# EXERCISE 1
List every kind of care that the text about losing a pet says was given to Katee during her life.
# EXERCISE 2
In the text about losing a pet, duplicate the passage from "I knew Friday" up to and including "is at peace!".

───── EXCERPT TO READ ─────

Well, the day that we joked about for quite a few years happened last Saturday morning! Our little, furry bundle of happiness passed away! Our "golden" child, as we called her and the reason for the jokes because she was quite expensive to care for, took her last breath on this earth! Boy, we sure loved every ounce of that little thing! It was sudden, yet something we knew was coming all at the same time! Katee, was 16 years old and her little body just had enough! The past month has been a battle and we tried our hardest to keep her happy, content, and comfortable! However, knowing she's in a better place, still doesn't take away the deep void you feel, but it does give some relief knowing she no longer has to deal with the pain. Never, ever would I have imagined it would feel this way though! She was my first baby and my constant, so how I never thought it would hurt this bad is beyond me....WOW! It's been a little rough this week getting used to our new normal!
Thinking back on it, it's amazing how God works! He truly answered the prayer that I had been praying for several weeks and that was, "Please God, just take her when it is time and let it be peaceful, I don't think I can make the decision for Natalie to do it." Oh man, I pleaded and prayed so hard and it happened just that way....my sweet little girl left this earth right in my arms, surrounded by love! How awesome is that! We sure did love her and did everything we could for her in her life....3 surgeries, daily medicine, Rx food, grooming, but most of all LOVE and lots of it!
I knew Friday night there was no coming back from this. The medicine wasn't working and she was going down hill quick and I knew come Monday, it was decision time. Oh man! I just held her, talked, kissed, and did my best to make sure she knew how much I loved her. That night in bed, I felt her trying to move and she couldn't, so I would pick her up, love her for a minute and then lay her back down. She was in diapers already, but the last time she tried to move was different....she was saturated when I picked her up that time! So, I got Brenton up and told him I needed his help, but at 5:20 she took her last breath! I felt it! I felt her heartbeat stop and I saw the life just drain from her! She knew I was holding her and for her to go like that was all I ever wanted, so my heart is at peace!

───── DATASET EXTRACT ─────

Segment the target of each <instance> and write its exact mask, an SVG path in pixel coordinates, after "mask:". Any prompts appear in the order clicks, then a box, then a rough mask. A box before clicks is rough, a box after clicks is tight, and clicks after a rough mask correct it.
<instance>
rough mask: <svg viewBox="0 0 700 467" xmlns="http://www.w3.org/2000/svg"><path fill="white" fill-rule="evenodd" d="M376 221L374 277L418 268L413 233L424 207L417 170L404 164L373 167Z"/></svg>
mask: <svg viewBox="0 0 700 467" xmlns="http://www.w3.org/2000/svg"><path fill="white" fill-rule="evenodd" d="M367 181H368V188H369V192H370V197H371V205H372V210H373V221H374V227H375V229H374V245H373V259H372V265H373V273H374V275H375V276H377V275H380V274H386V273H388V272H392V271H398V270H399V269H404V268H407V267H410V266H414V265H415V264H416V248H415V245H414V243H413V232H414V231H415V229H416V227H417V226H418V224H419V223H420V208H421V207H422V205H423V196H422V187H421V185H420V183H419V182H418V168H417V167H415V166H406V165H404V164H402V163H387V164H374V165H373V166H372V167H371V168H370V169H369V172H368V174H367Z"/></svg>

─────

# RESULT 1
- 3 surgeries
- daily medicine
- Rx food
- grooming
- love, and lots of it

# RESULT 2
I knew Friday night there was no coming back from this. The medicine wasn't working and she was going down hill quick and I knew come Monday, it was decision time. Oh man! I just held her, talked, kissed, and did my best to make sure she knew how much I loved her. That night in bed, I felt her trying to move and she couldn't, so I would pick her up, love her for a minute and then lay her back down. She was in diapers already, but the last time she tried to move was different....she was saturated when I picked her up that time! So, I got Brenton up and told him I needed his help, but at 5:20 she took her last breath! I felt it! I felt her heartbeat stop and I saw the life just drain from her! She knew I was holding her and for her to go like that was all I ever wanted, so my heart is at peace!